------ GIVEN TEXT
'Re: Kernel 2.6.8.1: swap storm of death - nr_requests > 1024 on swap partition'

[prev in list] [next in list] [prev in thread] [next in thread] 

List:       linux-mm
Subject:    Re: Kernel 2.6.8.1: swap storm of death - nr_requests > 1024 on swap partition
From:       Marcelo Tosatti <marcelo.tosatti () cyclades ! com>
Date:       2004-08-31 16:02:02
Message-ID: 20040831160202.GB11149 () logos ! cnet
[Download RAW message or body]

On Tue, Aug 31, 2004 at 07:23:42AM -0300, Marcelo Tosatti wrote:
> On Mon, Aug 30, 2004 at 04:51:00PM -0700, Andrew Morton wrote:
> > Marcelo Tosatti <marcelo.tosatti@cyclades.com> wrote:
> > >
> > > What you think of this, which tries to address your comments
> > 
> > Suggest you pass the scan_control structure down into pageout(), stick
> > `inflight' into struct scan_control and use some flag in scan_control to
> 
> Done the scan_control modifications.
------------
GIVEN REQUEST 1: In the swap storm message, which mailing list was it posted to?
GIVEN REQUEST 2: List every header field name in the swap storm message, from "List" through "Message-ID".
GIVEN REQUEST 3: Continue the swap storm message from its final line.
------ GIVEN RECORDS
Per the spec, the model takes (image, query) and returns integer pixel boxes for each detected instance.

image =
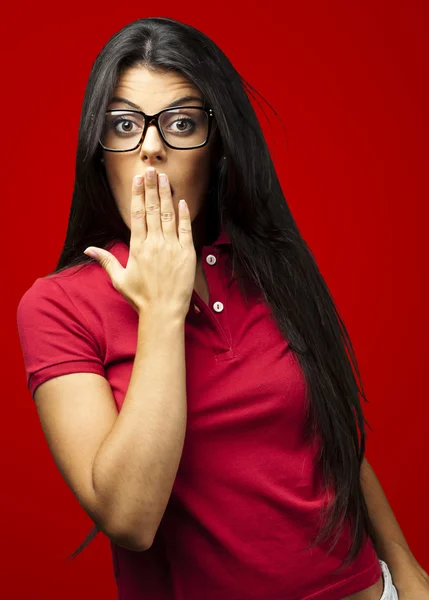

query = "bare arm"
[92,311,187,549]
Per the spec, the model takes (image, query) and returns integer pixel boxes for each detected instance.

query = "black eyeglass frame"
[98,106,214,152]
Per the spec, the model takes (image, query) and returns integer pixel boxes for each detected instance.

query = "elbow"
[103,525,153,552]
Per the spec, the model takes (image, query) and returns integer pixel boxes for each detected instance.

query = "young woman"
[18,18,429,600]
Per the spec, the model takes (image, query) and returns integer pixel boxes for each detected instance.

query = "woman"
[18,18,423,600]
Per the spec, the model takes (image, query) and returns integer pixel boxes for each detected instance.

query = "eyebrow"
[109,96,203,110]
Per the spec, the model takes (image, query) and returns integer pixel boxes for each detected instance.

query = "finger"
[144,167,162,237]
[158,173,177,241]
[178,200,194,248]
[130,175,147,254]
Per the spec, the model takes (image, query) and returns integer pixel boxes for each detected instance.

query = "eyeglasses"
[99,106,213,152]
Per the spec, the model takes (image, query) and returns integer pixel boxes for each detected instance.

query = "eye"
[166,117,196,133]
[112,117,139,135]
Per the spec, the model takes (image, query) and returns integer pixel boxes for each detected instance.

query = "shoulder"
[18,241,129,312]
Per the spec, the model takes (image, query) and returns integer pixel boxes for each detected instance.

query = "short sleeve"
------------
EXPECTED ANSWER 1: linux-mm

EXPECTED ANSWER 2: List, Subject, From, Date, Message-ID

EXPECTED ANSWER 3:
> 
> > ensure that we only throttle once per try_to_free_pages()/blaance_pgdat()
> > pass.
> 
> Throttling once is enough

I meant "throttling once is not enough" 

Any comments?

> I added a 
> 
> +		 if (sc->throttled < 5) {
> +                       blk_congestion_wait(WRITE, HZ/5);
> +                       sc->throttled++;
> +               }
> 
> To loop five times max per try_to_free_pages()/balance_pgdat().
> 
> Because only one blk_congestion_wait(WRITE, HZ/5)
> makes my 64MB boot testcase with 8192 nr_requests fail. The OOM killer
> triggers prematurely.
> 
> > See, page reclaim is now, as much as possible, "batched".  Think of it as
> > operating in units of 32 pages at a time.  We should only examine the dirty
> > memory thresholds and throttle once per "batch", not once per page.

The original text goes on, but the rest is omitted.